DATA EXTRACTS:
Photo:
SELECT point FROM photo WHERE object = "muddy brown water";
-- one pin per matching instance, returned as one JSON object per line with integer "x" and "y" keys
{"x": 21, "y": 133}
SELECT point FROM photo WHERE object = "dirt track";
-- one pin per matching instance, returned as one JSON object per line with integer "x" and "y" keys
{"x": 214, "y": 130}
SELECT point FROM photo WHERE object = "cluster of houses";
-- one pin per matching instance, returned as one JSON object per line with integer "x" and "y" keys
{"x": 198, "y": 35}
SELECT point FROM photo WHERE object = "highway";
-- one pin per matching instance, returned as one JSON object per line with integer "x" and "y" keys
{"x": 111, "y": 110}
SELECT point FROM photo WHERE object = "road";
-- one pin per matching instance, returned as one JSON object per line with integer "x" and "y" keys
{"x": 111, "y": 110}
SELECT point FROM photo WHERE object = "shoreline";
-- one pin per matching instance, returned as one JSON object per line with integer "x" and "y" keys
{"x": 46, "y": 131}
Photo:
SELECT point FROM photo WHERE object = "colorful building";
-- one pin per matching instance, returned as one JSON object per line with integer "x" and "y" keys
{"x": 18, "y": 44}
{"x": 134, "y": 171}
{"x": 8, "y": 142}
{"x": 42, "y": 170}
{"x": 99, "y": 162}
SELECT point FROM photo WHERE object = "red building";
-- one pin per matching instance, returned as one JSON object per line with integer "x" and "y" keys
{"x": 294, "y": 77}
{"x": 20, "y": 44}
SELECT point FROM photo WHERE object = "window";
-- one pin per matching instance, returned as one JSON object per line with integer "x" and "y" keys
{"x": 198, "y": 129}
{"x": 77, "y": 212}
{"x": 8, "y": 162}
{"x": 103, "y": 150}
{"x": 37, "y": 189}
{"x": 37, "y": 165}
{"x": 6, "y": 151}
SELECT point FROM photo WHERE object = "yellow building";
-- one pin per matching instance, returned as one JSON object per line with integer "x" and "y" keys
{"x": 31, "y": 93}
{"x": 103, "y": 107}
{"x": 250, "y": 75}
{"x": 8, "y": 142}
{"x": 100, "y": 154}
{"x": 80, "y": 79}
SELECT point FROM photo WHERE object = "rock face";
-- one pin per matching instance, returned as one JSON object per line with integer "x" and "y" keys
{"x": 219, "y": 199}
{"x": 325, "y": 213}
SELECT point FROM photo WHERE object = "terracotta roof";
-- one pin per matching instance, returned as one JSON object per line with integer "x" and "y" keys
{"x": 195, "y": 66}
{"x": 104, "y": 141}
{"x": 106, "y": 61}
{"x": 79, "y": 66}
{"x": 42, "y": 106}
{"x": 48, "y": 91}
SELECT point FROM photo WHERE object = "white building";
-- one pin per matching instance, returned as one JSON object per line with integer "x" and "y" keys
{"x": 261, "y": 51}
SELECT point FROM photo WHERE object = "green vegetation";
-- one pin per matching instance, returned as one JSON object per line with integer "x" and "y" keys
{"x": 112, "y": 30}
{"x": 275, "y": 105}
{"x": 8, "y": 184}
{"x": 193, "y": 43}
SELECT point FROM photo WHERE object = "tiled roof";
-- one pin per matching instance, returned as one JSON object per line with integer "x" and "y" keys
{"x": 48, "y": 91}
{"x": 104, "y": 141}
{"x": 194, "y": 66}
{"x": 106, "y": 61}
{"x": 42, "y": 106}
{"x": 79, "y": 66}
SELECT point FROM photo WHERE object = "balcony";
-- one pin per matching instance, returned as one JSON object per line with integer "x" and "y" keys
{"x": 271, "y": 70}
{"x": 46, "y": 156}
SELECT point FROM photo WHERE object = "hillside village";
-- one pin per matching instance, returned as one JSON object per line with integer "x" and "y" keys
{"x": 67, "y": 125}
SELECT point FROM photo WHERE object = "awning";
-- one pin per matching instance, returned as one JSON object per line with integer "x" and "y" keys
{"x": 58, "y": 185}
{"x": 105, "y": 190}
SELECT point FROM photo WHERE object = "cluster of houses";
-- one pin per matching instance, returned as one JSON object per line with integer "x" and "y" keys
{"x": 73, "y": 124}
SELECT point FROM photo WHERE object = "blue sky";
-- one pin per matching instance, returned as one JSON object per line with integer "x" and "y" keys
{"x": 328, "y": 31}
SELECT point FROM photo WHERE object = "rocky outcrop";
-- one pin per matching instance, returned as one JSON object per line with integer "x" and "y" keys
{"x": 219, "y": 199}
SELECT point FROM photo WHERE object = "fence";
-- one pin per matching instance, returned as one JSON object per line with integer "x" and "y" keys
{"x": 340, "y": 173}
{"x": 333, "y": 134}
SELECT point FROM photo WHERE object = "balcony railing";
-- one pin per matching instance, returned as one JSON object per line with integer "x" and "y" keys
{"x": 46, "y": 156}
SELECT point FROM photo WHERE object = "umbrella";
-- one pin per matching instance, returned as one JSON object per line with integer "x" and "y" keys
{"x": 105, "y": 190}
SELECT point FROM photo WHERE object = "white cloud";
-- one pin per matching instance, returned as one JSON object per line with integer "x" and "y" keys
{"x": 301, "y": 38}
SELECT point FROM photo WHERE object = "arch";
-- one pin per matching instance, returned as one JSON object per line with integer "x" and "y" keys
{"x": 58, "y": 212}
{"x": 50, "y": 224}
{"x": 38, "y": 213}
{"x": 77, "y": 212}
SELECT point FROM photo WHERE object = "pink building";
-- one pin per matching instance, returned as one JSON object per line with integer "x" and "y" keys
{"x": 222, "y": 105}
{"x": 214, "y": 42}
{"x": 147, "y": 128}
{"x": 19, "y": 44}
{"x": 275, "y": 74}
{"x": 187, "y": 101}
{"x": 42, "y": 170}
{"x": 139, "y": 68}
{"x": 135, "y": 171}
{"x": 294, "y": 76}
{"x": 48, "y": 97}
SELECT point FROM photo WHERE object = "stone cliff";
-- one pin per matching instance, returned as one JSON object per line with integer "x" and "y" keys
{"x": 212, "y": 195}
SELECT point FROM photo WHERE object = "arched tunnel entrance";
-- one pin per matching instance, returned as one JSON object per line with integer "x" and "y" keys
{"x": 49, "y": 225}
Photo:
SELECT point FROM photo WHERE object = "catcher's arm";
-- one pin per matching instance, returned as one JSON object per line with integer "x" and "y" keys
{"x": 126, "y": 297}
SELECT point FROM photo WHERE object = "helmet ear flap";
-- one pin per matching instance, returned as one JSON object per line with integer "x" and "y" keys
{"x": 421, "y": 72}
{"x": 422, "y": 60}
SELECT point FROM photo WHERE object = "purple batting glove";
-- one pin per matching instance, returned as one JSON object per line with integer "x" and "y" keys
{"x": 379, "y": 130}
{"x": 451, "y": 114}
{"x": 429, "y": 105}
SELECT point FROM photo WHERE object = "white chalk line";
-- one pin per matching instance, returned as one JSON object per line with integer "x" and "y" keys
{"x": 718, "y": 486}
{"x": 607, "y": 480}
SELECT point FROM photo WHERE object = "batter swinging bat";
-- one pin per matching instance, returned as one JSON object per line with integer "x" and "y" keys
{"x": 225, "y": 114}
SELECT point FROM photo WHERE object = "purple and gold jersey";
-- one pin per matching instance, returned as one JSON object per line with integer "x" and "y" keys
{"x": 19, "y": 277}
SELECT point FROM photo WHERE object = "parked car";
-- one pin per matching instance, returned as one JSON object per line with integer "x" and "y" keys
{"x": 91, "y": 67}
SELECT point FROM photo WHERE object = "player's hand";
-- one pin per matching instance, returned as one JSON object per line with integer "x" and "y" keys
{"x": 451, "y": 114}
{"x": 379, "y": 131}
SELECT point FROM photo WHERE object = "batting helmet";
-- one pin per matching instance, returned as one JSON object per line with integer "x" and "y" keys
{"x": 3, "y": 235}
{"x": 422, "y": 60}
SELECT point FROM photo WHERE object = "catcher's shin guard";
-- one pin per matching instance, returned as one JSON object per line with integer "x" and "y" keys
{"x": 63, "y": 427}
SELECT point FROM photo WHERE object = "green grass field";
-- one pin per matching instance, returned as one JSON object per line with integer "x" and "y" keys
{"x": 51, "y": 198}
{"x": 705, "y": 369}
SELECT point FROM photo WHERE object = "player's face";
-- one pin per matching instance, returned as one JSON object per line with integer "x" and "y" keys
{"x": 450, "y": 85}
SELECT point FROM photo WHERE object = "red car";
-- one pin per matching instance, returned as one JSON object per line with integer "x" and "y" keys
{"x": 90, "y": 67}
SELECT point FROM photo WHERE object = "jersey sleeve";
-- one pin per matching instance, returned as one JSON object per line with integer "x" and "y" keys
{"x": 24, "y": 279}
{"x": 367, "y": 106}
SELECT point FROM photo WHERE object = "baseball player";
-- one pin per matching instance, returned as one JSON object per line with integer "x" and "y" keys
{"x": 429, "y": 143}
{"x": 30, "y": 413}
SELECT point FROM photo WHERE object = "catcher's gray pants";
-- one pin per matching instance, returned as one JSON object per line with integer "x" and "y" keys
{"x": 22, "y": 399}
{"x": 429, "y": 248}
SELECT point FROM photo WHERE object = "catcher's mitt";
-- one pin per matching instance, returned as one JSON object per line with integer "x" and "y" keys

TRY IT: For the string "jersey", go line by line through the material and copy every line that has it.

RESULT FOR THIS EXERCISE:
SELECT point FROM photo WHERE object = "purple and gold jersey";
SELECT point FROM photo WHERE object = "jersey sleeve";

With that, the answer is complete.